▶ _Aim_: Switch "brass bell" to "iron bell" in the stretch from the start of the lines through the line that contains "<point>725,596</point>". Write out only that stretch again, leaving everything else unchanged.

Dataset records:
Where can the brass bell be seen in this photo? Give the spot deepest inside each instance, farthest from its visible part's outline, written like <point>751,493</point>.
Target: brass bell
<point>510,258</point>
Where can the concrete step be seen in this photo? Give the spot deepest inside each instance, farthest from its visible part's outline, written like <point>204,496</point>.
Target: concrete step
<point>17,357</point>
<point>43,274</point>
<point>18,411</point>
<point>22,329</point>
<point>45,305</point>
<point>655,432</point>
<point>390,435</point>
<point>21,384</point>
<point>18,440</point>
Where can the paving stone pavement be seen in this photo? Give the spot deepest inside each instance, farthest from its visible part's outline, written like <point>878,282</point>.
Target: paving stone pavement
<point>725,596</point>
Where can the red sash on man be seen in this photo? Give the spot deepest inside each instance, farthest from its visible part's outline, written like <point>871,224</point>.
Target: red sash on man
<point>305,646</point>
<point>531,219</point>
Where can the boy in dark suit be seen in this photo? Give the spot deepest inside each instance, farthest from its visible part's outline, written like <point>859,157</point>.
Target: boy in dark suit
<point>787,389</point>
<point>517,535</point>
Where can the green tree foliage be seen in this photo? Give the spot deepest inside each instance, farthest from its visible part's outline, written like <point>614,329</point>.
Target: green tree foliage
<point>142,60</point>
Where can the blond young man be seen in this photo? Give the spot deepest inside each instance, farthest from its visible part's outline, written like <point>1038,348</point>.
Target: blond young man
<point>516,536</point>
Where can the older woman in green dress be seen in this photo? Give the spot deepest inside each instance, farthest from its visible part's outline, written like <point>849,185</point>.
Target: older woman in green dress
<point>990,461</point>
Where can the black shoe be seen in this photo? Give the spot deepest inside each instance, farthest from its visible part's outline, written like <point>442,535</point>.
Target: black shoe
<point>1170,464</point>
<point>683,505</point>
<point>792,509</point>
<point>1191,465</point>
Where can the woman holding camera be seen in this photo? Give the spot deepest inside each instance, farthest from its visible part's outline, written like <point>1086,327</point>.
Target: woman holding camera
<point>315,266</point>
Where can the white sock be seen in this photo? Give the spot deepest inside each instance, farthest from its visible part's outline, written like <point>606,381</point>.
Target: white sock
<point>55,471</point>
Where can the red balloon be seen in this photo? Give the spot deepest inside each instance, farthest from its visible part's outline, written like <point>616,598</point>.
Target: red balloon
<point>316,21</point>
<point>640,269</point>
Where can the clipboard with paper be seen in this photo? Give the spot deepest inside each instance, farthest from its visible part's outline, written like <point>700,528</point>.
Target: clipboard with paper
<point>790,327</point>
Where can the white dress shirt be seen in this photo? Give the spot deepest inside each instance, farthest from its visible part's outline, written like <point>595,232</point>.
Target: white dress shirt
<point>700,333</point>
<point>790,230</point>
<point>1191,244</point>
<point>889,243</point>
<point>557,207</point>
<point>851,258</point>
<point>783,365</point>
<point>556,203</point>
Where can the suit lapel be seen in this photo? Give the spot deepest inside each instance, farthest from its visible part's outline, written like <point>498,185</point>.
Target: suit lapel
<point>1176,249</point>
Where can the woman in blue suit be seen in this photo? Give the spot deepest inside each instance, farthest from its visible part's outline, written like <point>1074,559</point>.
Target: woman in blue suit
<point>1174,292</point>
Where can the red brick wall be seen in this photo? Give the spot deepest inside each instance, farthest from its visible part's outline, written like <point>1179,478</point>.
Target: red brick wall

▶ _Written response_:
Where can the iron bell be seen in this photo? Give the spot deepest inside each instance, farthest from its visible part's outline, written like <point>751,493</point>.
Target: iron bell
<point>510,258</point>
Where can the concrete step be seen in this photo? Give the spot deepest inside each instance, farthest from its visible part's outline, written like <point>204,496</point>.
Target: concrete step
<point>17,357</point>
<point>43,274</point>
<point>18,411</point>
<point>22,329</point>
<point>45,305</point>
<point>655,432</point>
<point>390,435</point>
<point>21,384</point>
<point>18,440</point>
Where can the paving stone pavement be seen in this photo? Give the spot deepest inside each instance, farthest from its visible part's outline, written like <point>878,282</point>.
Target: paving stone pavement
<point>725,596</point>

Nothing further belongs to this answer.